(TEXT SHOWN):
• • • • •

Industry

Climate change risks offer insurers new cash streams

floods

A rider and motorists wade through a flooded Nakuru-Eldoret-Malaba highway in Eldoret town, Uasin Gishu County following heavy rains on July 21, 2022. PHOTO | JARED NYATAYA | NMG

Insurance policies targeted at losses occasioned by climate risks such as drought, flooding and extreme heat present the next growth opportunity for Kenya’s under-performing insurance sector, experts say.

Industry insiders say the industry is looking at developing products that include covers against the increasing climate change-related risks to public infrastructure, farming, healthcare, energy, tourism and forestry.

Despite producing less than five percent of carbon gas emissions – the least in the world – African countries including Kenya, are most vulnerable to climate instabilities such as droughts, floods, rising sea-levels and increasing temperatures.

That presents a growth opportunity for insurance firms in a country where penetration has fallen below 2.5 percent of the gross domestic product, according to insurance broker Minet Kenya.

“Many of our risk ratings have not factored in climate change. Yet today, in places where there was never a flood before, you will find that a flood that has swept away a road, a bridge or a rail,” Minet Kenya Managing Director Sammy Muthui said in an interview.

“We also have to start looking at medical schemes relative to climate change because there will be increased risks of some diseases from air pollution, rising temperature, floods and drought.”

• • • • •

(DATASET):
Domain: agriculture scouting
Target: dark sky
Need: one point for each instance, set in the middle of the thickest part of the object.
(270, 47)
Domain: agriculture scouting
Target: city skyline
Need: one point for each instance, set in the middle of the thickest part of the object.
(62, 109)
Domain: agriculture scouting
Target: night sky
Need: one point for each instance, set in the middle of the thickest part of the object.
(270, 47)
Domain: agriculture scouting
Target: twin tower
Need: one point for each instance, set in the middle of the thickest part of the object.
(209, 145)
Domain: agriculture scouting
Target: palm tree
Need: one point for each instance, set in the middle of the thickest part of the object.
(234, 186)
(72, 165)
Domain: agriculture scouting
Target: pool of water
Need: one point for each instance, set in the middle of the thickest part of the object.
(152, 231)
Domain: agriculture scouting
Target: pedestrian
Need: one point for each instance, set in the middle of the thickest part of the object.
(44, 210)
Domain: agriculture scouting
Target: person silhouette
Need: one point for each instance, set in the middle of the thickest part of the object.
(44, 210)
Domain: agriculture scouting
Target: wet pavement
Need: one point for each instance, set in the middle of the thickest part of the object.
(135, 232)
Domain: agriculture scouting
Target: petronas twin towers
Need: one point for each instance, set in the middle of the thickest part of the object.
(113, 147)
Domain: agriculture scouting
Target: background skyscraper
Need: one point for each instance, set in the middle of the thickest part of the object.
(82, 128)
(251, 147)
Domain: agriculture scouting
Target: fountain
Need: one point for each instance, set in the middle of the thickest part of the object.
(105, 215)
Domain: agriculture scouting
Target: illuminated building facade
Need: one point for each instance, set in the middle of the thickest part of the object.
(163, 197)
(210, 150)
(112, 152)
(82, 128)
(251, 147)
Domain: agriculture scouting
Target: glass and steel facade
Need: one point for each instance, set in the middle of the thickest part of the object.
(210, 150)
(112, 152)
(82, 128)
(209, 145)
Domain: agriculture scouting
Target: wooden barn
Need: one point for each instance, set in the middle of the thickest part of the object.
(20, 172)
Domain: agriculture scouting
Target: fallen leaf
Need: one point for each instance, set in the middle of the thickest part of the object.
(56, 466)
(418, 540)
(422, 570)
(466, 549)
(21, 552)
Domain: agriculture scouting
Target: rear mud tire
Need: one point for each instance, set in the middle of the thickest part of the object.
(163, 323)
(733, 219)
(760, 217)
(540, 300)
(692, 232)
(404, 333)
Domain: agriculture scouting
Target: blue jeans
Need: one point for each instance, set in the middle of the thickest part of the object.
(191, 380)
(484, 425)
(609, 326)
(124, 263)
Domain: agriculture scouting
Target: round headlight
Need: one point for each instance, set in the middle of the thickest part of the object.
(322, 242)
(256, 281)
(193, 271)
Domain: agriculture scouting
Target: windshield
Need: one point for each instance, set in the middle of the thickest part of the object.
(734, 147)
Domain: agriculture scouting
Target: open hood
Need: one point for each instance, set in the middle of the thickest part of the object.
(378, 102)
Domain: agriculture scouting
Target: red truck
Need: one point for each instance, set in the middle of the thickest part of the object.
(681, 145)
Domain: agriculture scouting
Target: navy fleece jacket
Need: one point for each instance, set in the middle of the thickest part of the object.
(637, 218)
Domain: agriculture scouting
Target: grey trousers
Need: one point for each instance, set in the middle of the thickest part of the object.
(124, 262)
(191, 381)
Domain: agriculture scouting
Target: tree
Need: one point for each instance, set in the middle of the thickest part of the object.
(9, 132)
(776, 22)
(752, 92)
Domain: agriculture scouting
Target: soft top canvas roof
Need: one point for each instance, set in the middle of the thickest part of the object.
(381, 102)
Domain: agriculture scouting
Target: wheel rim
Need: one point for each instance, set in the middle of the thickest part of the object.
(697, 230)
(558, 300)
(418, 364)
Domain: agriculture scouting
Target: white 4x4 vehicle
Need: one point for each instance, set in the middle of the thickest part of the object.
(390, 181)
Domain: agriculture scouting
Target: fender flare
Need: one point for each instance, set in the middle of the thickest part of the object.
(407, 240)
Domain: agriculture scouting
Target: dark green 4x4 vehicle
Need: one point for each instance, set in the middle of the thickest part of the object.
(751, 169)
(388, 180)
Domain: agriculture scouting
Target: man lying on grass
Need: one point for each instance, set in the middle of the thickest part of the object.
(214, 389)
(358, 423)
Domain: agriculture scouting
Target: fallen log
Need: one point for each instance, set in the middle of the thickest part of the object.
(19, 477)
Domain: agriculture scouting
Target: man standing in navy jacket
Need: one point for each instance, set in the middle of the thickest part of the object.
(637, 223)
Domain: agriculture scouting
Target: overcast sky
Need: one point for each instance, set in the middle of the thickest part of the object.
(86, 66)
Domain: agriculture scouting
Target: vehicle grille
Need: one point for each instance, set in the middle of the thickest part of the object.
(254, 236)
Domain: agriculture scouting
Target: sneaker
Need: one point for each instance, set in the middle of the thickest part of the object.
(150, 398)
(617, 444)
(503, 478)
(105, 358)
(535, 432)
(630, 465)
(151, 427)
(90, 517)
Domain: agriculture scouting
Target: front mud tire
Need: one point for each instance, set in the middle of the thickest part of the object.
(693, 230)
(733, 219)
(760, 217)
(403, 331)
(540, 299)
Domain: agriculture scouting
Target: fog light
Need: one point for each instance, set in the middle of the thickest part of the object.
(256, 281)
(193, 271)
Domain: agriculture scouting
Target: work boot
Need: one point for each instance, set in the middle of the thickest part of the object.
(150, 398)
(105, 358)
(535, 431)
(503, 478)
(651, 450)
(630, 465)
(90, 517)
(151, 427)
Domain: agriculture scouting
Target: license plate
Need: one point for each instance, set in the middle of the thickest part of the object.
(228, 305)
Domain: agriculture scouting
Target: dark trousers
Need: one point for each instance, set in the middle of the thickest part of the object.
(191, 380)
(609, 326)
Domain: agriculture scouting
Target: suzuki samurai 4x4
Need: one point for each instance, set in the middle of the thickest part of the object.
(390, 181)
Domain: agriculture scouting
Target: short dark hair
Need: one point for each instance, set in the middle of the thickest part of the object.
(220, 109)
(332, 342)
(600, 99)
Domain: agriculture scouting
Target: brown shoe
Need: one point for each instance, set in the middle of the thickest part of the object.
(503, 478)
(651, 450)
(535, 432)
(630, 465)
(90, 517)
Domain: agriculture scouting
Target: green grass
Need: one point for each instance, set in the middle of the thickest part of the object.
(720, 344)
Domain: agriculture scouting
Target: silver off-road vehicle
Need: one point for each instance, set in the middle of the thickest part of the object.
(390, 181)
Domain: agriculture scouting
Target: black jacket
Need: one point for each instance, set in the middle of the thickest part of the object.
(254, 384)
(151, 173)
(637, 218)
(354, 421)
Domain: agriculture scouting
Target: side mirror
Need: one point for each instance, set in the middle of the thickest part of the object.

• • • • •

(TASKS FOR THIS EXERCISE):
A. Reproduce the passage of the article on climate change and insurance, starting at "A rider and" and ending at "tourism and forestry.".
B. Go on with the article about insurers and climate change risks from the point where it stops.

(ANSWERS):
A.
A rider and motorists wade through a flooded Nakuru-Eldoret-Malaba highway in Eldoret town, Uasin Gishu County following heavy rains on July 21, 2022. PHOTO | JARED NYATAYA | NMG

Insurance policies targeted at losses occasioned by climate risks such as drought, flooding and extreme heat present the next growth opportunity for Kenya’s under-performing insurance sector, experts say.

Industry insiders say the industry is looking at developing products that include covers against the increasing climate change-related risks to public infrastructure, farming, healthcare, energy, tourism and forestry.

B.
The developments have come at a time the world is battling extreme weather conditions such as shortage of fresh water, rising temperatures as well as extinction of plant and animals species which are linked to greenhouse gas emissions largely by developed countries.

UK government-backed Financial Sector Deepening (FSD) Africa has singled out insurance sector as key in helping Kenya mitigate and adapt to risks associated to climate change in Kenya.

“As underwriters, insurers play an essential role in facilitating the flow of capital to mitigation projects through providing de-risking solutions to investors. For example, in the geothermal energy sector in East Africa, where capital intensive early-stage development drilling has a low probability/high severity risk profile, investors need risk transfer solutions to make the risk-return profile attractive,” FSD Africa wrote in a July 2021 article on its website.

“To address this barrier, FSD Africa is working on setting up a local underwriting pool that will provide de-risking solutions to enable the crowding-in of private capital to this important renewable energy source.”

Climate risk financing and implementing Environmental Social and Governance (ESG) standards for insurers was the main topic when industry regulators, insurers, re-insures, brokers and agents on the continent met late June in Nairobi.